Excerpts from a location annotation dataset:

>>>>>

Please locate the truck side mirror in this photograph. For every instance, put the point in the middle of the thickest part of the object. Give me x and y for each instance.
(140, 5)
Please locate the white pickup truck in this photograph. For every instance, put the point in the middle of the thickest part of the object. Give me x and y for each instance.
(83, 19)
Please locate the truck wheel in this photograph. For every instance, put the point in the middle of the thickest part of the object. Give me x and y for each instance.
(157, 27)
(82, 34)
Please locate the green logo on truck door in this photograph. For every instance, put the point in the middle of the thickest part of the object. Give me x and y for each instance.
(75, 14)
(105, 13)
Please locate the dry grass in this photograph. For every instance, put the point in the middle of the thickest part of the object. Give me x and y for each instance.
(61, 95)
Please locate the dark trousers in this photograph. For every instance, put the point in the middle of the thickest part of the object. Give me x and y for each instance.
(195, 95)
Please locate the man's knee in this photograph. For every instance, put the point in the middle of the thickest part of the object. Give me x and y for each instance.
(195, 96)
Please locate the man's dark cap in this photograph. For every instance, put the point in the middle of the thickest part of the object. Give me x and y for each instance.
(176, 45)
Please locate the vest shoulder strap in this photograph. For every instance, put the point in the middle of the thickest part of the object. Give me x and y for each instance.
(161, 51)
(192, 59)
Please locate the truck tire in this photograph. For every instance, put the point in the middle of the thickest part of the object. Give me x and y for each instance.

<<<<<

SHORT PROBLEM
Reproduce every line of the material above, requests included, scaling each x and y coordinate in the answers by 2.25. Round each result to the nearest whole number, with halves rounded up.

SOLUTION TO THIS TASK
Please locate the truck side mirror in this photograph. For every instance, put the point in the middle of the thickest part of the object. Give me x and y for each instance.
(315, 11)
Please locate the white pickup truck in this photograph. For every instance, put the point in the middle of the thickest part of the object. Give me x and y for each instance.
(187, 43)
Please locate the truck wheel in this photograph. For every instance, put the point in the middle of the thickest part of the object. Give me x and y for each instance.
(353, 61)
(185, 77)
Please locate the green logo on truck door in this photograph. For every instance, put the point in the middle of the thickest part of the object. Give me x and y for each instance.
(169, 32)
(236, 29)
Please locate the dry grass in this photograph. For every instance, put the point in the middle of the thickest part of the object. Give me x and y for each instance.
(137, 214)
Please locate the dark trousers in this photograph. For every instance, put the point in the middle of the thickest part of the object. Give me x and y for each instance.
(439, 214)
Please locate the man's knee in this photograph. For every instance, put the point in the middle of the thickest part of the object. Give me x and y for each instance.
(439, 216)
Please locate the man's dark cap in this photograph. For every instance, put the point in the middle of the thickest part of the object. Give me x and y for each instance.
(396, 101)
Please locate the vest shoulder strap in this photograph. For every instance, put the point in the middle of the thickest part of the object. Give me x and y for each instance.
(362, 115)
(432, 133)
Please locate the truck tire in this photograph. For every instance, put the point in the middle of the thickest part of the object. Give me x and y for each instance.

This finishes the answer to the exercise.